(Task requirements):
Reproduce the records below exactly as they appear.

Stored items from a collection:
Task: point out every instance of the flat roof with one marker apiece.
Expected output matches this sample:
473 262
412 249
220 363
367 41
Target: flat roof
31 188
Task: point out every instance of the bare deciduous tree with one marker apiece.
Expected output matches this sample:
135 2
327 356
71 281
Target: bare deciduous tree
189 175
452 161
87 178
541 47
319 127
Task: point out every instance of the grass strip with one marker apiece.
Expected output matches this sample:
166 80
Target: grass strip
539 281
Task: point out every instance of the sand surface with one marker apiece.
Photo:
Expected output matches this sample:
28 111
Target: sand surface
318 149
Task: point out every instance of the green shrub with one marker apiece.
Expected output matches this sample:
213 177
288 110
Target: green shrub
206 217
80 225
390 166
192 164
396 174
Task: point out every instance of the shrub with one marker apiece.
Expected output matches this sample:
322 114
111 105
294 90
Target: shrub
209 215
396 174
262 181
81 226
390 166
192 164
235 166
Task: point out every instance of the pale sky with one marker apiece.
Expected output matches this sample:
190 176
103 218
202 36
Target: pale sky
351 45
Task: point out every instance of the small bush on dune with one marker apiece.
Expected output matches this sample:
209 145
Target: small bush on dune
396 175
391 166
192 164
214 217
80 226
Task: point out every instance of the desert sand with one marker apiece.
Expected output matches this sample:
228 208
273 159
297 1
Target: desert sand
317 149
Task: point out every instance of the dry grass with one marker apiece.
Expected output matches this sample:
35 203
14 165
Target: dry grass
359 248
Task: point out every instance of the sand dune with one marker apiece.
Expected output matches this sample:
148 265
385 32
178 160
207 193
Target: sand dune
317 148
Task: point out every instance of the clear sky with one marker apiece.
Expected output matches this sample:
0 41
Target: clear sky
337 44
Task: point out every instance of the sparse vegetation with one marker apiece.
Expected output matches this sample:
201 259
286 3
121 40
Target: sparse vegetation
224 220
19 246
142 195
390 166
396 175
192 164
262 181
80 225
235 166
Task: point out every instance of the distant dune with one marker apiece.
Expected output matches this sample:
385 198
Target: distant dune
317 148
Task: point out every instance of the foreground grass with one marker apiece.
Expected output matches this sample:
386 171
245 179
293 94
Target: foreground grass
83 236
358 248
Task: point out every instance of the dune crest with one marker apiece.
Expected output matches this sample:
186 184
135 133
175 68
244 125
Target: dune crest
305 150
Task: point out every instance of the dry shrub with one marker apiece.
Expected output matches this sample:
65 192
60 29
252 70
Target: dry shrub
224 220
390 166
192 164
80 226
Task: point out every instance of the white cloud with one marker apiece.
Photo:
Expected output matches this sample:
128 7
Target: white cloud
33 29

(Correct response):
Task: point out every instance of the flat roof with one marker apiece.
Expected output matches this sample:
473 262
412 249
220 363
367 41
Target: flat roof
31 188
Task: point out every instance of the bare deciduous tree with one marker apiece.
Expected output matches this sample:
135 2
327 356
71 281
Target: bare deciduous tree
189 175
452 161
87 178
541 47
319 127
Task: point out every instance of the grass strip with one marker apiece.
Expected output matches this sample:
166 80
Target: grass strip
539 281
Task: point out every instance of the sand surface with one marker apiece.
Photo:
Expected output matches this sample:
28 111
Target: sand surface
318 149
Task: point out every instance of the green shrub with one marker apiece.
Expected output matches this sample:
213 177
288 110
Target: green shrub
206 217
80 225
390 166
192 164
396 174
Task: point out every instance of the shrub with one marker apiece.
Expected output matches this sample:
322 114
111 105
294 90
Target: shrub
209 215
396 174
262 181
81 226
390 166
192 164
235 166
Task: point out every instance of the pale sky with one marker apiece.
Expected output matches this sample:
190 176
103 218
202 36
Target: pale sky
351 45
Task: point out every instance of the small bush on dune with one marker apiece.
Expected output matches this sample:
209 145
Target: small bush on dune
396 175
391 166
192 164
214 217
80 226
Task: point out every instance of the desert sand with one marker apiece.
Expected output matches this sample:
228 208
273 159
297 1
Target: desert sand
317 149
Task: point out every instance of the dry grass with one marker apiece.
Expected output matches this sample:
35 203
14 165
Target: dry grass
359 248
Task: point out every instance of the sand dune with one marker apiece.
Expected output matches this sample:
148 265
385 32
178 160
207 193
Target: sand dune
317 148
Task: point out every instance of the clear sky with one marker apiece.
Expected output matches this sample:
0 41
Target: clear sky
337 44
Task: point out every instance of the sparse vegetation with one marker apiece.
Expected output matches this sample:
201 259
286 3
121 40
Target: sparse vegetation
224 220
19 246
142 195
390 166
396 175
192 164
262 181
80 225
235 166
Task: point out every instance of the distant dune with one marker apiece.
Expected output matches this sample:
385 198
Target: distant dune
317 148
Task: point out every instance of the foreground grass with one marker apiece.
Expected output matches this sample:
386 171
245 179
293 94
Target: foreground grass
83 236
358 248
Task: point out every instance of the dune crest with one marker apiece.
Expected output matches this sample:
186 184
135 133
175 68
244 125
Target: dune crest
305 150
Task: point out every instance of the dry shrub with one marker apiece.
Expected output matches this sample:
65 192
60 29
252 70
Target: dry shrub
224 220
390 166
192 164
80 226
Task: point out every instance of the white cloud with one marker apiece.
Photo:
Expected output matches this sample:
128 7
Target: white cloud
33 29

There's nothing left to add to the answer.